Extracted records
_ _ _ _ _

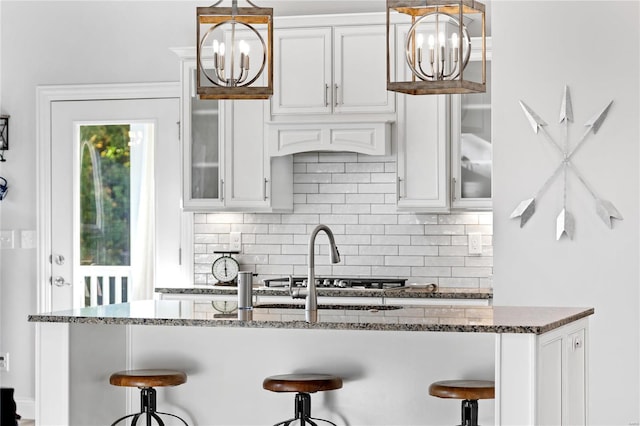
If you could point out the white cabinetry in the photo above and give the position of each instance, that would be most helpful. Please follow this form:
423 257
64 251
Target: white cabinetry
562 377
471 147
436 136
550 372
330 86
330 70
226 164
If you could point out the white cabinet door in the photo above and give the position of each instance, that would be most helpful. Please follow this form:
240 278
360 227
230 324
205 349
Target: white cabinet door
245 173
423 136
302 71
360 70
325 70
422 152
226 164
471 147
201 148
562 376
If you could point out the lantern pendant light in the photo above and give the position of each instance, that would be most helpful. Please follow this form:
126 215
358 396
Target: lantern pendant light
234 52
432 56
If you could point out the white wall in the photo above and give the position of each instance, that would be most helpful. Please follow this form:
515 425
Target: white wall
592 47
64 43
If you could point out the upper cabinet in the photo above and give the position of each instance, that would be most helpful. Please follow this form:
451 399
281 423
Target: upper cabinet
330 70
226 163
471 147
330 90
444 146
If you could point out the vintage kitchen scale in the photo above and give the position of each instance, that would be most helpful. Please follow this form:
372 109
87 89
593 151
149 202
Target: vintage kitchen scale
225 268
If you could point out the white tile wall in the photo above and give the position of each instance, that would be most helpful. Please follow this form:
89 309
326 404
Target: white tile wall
355 196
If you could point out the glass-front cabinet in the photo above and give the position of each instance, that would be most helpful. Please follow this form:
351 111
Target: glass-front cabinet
226 163
203 176
471 148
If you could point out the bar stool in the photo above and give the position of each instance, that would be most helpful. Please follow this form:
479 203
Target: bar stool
146 380
470 391
303 385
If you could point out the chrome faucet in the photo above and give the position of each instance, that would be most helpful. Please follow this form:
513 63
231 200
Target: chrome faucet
311 302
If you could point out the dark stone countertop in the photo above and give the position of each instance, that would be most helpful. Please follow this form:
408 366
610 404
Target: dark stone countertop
449 318
411 292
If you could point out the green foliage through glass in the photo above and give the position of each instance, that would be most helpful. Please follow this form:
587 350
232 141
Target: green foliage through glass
105 188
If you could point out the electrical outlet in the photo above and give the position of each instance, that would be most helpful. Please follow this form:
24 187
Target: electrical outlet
28 239
235 241
475 243
4 361
6 239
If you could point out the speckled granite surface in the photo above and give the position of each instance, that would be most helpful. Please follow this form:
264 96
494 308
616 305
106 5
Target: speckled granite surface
476 319
403 292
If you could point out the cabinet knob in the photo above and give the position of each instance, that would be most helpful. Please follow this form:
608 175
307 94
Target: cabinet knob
577 343
326 95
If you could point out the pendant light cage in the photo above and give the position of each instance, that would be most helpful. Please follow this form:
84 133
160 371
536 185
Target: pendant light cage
234 47
435 40
4 132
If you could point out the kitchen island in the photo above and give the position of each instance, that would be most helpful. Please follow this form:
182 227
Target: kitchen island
387 356
423 293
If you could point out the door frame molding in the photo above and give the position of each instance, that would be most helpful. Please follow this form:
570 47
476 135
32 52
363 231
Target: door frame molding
45 98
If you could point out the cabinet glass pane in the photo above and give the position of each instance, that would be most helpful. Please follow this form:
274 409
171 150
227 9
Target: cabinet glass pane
475 138
205 164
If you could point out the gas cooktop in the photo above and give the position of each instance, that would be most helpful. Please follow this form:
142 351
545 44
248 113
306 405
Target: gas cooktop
338 282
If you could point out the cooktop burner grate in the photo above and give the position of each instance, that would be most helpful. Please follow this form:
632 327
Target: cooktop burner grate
338 282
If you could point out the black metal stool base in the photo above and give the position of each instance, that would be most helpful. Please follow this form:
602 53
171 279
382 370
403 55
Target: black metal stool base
469 412
302 410
148 409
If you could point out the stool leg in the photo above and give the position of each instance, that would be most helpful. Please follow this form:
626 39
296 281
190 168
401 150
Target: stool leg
302 412
148 407
469 412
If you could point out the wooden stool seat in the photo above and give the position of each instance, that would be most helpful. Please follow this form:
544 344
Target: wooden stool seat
463 389
306 383
148 378
469 391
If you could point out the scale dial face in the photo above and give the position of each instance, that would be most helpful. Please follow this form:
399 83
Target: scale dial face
225 269
225 306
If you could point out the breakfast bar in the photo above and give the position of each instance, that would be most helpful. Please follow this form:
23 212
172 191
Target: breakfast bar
386 354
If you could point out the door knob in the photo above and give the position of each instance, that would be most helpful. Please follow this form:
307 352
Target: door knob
57 258
58 281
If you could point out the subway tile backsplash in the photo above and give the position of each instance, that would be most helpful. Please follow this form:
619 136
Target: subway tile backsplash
354 195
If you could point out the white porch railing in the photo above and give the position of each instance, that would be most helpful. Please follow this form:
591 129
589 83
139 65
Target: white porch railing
104 285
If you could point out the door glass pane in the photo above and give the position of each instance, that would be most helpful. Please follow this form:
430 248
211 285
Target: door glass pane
115 209
205 164
475 138
105 188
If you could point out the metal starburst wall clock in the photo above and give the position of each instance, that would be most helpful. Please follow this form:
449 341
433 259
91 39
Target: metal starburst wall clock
565 223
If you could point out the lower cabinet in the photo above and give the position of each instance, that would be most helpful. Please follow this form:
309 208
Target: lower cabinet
562 377
549 372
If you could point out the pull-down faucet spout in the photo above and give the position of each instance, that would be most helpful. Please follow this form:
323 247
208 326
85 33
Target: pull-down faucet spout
311 303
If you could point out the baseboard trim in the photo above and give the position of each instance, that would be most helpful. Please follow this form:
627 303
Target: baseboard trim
26 408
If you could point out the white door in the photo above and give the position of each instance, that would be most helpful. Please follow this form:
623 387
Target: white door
115 200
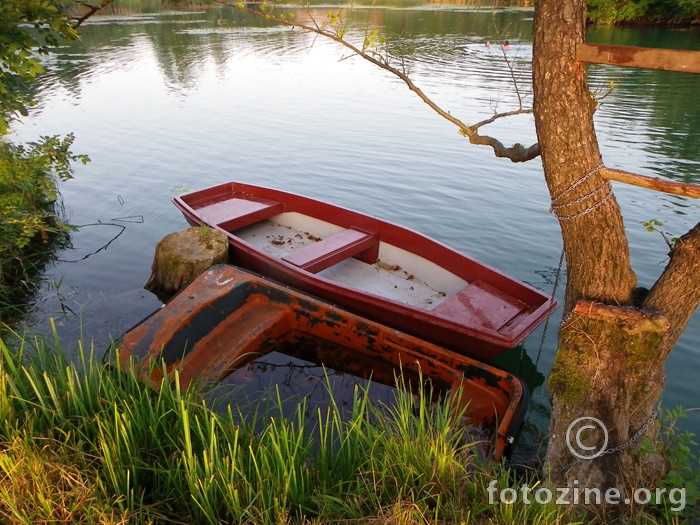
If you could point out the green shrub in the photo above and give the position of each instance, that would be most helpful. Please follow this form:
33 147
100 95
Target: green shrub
30 218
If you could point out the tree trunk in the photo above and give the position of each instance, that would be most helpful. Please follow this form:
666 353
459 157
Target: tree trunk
610 359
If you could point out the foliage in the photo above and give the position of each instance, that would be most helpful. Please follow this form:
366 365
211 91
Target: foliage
29 201
626 11
28 28
85 443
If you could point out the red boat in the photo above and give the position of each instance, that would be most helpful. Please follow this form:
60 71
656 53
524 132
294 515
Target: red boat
377 269
236 331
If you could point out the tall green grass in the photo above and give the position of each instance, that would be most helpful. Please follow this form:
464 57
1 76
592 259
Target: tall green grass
82 442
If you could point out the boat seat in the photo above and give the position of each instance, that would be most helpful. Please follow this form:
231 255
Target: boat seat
234 214
320 255
482 305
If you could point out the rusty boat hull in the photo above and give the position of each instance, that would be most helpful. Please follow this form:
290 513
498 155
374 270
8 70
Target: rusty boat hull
373 267
228 319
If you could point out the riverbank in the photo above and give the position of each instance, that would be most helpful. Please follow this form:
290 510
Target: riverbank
89 443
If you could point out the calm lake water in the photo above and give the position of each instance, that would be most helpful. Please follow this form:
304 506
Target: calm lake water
170 102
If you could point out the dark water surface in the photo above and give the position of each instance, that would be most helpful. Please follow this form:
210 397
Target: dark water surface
169 102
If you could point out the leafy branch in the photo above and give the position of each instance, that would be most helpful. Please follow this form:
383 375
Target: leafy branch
374 50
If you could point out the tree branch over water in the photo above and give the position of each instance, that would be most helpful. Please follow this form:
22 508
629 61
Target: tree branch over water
332 29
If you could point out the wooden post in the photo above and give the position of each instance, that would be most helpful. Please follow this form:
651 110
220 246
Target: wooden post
182 256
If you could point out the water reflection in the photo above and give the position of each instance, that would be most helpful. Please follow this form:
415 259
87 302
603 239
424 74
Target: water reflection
193 99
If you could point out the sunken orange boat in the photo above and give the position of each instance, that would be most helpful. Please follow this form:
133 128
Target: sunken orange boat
372 267
232 327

_ _ _ _ _

Task statement: Copy exactly the lines above, from the one containing "If you could point out the rusty" through the very last line.

Solution to this exercise:
If you could point out the rusty boat hull in the photo above and give the position of each instance, that would be most helpful. Please follow this form:
290 513
498 155
374 270
8 70
Target: rusty boat hull
373 267
228 319
If you could point out the riverbank in the photo above and give the position of each instance, that would be most helpful. Please follow this form:
290 510
Target: riverbank
89 443
If you could point out the calm lake water in the photo above and give the position of each instance, that would be most helpful. Please follow this form:
304 506
Target: calm lake water
170 102
If you could point out the dark water surface in the photo above and give the position of each instance, that would be most helpful. Please follow this form:
210 397
Target: dark water surface
169 102
If you could point out the leafy branch in the photo above and give the position of each instance, that would be most helpful. Please follow this form:
383 375
Target: leafy branch
374 50
If you could point out the tree branch over water in the photo above and give the position of each instance, that would be most helpful. Please follow this form:
22 508
629 61
Target: tree branch over water
332 29
If you could point out the wooden post in the photo above and give the position of each instance, that would be most helpful. Please follow this form:
651 110
220 246
Target: wooden post
182 256
If you could point out the water reflection in the photo above and give the position of each instance, that would be most helpful. Please follow this form:
415 259
87 302
603 239
424 74
Target: water reflection
193 99
If you could point out the sunken orange boat in the photo above and give the position of each instance, that would be most helpful. Please follow this form:
133 128
Target: sunken orange boat
372 267
232 327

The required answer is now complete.